■ TEXT PASSAGE:
>>>>

I= An image hyperlink

S= A shell hyperlink

D= A DDE hyperlink

(Required).

file

A path to a file, usually relative to the location of the current document.  The following macros may be used to specify additional paths:

%TEXT% - The current document path.

%PROGRAM% - The WordCruncher program path.

This is used to specify an external file in:

·   a cross-reference hyperlink (Optional),

·   an image file in an image hyperlink (Required),

·   a file, web page, e-mail address, etc. for a shell hyperlink (Required).

 

It is not used for DDE hyperlinks – (st=”X|I|S”).

fileAux

One or more paths to files using the same rules as the file attribute.  Files are specified using the following format:

file[;file]*

Auxiliary files used to further define which book from a library should be used as the target.  If the desired target is a Book Set, then this attribute can contain the other files in the set.  The software will attempt to match each auxiliary file to other files in the book set.

 

This is only used in cross-reference hyperlinks (Optional) - (st=”X”).

cit

A forward slash (/) delimited string of reference names optionally prefaced by a tree number and optionally terminated by a word offset or a reference gap number:

[t:]/name[/name]*[ (:word[,subword [,tagword]]) | (#gap)]

This is the destination reference hierarchy path to position to.  Examples might be:

cit=”/Section 1/Sub-Section 5”

cit=”2:/Page 1/Paragraph 3”

cit=”/Section 1/Sub-Section 5:3”

 

This is only used for cross-reference hyperlinks - (st=”X”).

<<<<

■ ITEMS:
>>>>

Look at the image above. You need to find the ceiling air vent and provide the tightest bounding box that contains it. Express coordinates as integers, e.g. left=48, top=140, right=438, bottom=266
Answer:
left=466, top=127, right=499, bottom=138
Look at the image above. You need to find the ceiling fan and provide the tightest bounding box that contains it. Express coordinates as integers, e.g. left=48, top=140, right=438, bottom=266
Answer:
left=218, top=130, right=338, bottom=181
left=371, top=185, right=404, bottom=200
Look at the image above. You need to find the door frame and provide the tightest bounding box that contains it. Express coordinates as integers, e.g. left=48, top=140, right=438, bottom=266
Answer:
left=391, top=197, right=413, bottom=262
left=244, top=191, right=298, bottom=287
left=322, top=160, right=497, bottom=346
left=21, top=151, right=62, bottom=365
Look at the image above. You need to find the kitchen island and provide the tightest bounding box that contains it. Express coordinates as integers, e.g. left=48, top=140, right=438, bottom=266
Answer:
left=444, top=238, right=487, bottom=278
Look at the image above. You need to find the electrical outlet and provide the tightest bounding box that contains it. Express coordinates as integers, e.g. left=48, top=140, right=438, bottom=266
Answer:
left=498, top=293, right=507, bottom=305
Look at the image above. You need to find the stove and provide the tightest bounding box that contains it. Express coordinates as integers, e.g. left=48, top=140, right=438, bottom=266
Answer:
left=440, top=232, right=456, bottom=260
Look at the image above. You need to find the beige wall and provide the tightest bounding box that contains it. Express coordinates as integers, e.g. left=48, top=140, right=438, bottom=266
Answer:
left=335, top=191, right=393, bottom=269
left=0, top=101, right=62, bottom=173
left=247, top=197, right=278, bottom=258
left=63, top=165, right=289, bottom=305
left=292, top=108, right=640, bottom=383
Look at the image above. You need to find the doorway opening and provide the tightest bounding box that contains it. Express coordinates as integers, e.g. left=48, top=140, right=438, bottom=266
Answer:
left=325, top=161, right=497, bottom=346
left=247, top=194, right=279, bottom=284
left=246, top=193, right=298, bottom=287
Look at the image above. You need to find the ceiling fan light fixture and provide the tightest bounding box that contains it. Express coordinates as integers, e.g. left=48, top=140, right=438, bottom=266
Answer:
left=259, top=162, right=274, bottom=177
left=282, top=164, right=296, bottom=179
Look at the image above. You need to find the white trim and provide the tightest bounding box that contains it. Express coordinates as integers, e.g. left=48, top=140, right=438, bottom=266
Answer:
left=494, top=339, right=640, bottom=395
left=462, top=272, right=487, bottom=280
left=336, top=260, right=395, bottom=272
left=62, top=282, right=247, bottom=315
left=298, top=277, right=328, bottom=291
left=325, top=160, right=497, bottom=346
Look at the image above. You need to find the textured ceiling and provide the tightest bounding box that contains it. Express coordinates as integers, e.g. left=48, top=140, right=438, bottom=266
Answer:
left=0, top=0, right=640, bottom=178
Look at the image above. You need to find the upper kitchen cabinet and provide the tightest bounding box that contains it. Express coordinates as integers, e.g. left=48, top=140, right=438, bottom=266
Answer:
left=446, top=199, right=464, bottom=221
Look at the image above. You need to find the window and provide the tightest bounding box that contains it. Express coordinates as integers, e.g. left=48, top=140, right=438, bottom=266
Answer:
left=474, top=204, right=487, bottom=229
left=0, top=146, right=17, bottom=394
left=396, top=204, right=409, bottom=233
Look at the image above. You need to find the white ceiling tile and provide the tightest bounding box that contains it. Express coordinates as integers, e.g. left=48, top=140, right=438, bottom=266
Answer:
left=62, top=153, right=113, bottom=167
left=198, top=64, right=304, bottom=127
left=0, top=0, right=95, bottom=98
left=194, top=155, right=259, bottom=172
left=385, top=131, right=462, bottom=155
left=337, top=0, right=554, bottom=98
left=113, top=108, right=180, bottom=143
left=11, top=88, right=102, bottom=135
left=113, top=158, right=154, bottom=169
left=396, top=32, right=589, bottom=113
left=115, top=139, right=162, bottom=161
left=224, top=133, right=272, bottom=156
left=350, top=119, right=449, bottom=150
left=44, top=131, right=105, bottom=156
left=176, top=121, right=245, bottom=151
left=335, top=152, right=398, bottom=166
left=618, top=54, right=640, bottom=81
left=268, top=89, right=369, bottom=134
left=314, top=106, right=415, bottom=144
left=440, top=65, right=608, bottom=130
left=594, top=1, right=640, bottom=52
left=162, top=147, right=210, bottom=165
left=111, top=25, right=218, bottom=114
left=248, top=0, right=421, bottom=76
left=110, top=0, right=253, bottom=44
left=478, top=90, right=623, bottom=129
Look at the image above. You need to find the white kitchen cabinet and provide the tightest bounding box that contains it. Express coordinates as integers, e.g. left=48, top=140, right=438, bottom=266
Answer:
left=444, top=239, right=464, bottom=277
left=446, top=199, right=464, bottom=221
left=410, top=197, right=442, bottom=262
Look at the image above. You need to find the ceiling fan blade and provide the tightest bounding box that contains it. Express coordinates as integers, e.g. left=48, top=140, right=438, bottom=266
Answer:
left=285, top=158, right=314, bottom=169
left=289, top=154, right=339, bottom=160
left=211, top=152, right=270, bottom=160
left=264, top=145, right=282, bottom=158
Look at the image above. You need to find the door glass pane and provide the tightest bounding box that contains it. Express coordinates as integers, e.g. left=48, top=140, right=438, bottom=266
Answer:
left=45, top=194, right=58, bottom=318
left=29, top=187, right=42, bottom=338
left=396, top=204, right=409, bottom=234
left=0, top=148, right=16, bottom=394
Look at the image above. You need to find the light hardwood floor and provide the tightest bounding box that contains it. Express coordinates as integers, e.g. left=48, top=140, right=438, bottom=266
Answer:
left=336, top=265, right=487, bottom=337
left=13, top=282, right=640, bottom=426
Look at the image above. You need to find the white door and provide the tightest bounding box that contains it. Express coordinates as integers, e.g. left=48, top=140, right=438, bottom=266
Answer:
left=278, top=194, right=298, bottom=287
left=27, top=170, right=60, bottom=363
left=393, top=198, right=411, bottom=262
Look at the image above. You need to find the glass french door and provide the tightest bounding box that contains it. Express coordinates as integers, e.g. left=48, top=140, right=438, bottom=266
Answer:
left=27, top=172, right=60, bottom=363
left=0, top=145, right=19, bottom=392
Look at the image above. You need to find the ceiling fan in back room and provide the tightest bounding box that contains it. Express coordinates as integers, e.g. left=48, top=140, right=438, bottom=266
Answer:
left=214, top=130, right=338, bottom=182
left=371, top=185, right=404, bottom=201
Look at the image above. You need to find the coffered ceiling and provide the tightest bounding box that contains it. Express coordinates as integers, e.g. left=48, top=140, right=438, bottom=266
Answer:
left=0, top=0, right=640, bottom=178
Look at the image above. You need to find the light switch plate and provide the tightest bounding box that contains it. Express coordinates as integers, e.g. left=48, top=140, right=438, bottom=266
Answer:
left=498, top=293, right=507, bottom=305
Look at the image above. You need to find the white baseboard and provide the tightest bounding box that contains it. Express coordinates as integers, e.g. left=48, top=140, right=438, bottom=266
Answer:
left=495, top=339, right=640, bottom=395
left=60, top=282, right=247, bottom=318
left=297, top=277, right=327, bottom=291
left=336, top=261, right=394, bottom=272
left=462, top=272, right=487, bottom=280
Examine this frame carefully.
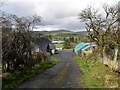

<<<<

■ EXERCISES:
• a. List every example value that the hyperlink attribute reference gives for the cit attribute.
• b. Carry on the hyperlink attribute reference from the point where it stops.

■ RESULTS IN ORDER:
• a.
- cit=”/Section 1/Sub-Section 5”
- cit=”2:/Page 1/Paragraph 3”
- cit=”/Section 1/Sub-Section 5:3”

• b.
citRng

One or more citation ranges delimited by semicolons:

cit[-cit][;cit[-cit]]*

Where cit is the same as in the cit attribute, without the optional tree number.  Also, the cit can be a relative citation based on the citation in the cit attribute.

This is used to emphasize a range of words or references when a hyperlink is taken.  Each citation can be a full citation as defined in the cit attribute (without the optional tree number).  Or it can be a relative citation based on the citation given in the cit attribute.  If it is a relative citation, the cit should NOT be prefaced by a forward slash, and can optionally have one or more “..” levels which will remove one child level from the base citation.  For instance:

 

cit=”/Section/1” citRng=”1-2”

will emphasize /Section/1 through /Section/2

 

cit=”/Section/3/7” citRng=”6-../4/9”

will emphasize /Section/3/6 through /Section/4/9.

 

This is only used for cross-reference hyperlinks - (st=”X”).

idx

Number

Some image formats can contain multiple images.  This is the index of the image in the file.  The default is the first image.

 

This is only used with image hyperlinks - (st=”I”).

page

Number

Some images formats can contain multi-page images.  This is used to specify a particular page.

 

This is only used with image hyperlinks - (st=”I”).

rect

This is a rectangle measurement value:

m:(x,y,w,h)

Where m=t|p|i|c

t->twips

p->points

i->inches

c->centimeters

Where x,y,w,h= Real numbers.

These correspond to the left, top, width, height dimensions of the source image.

This is used to crop the output of an image.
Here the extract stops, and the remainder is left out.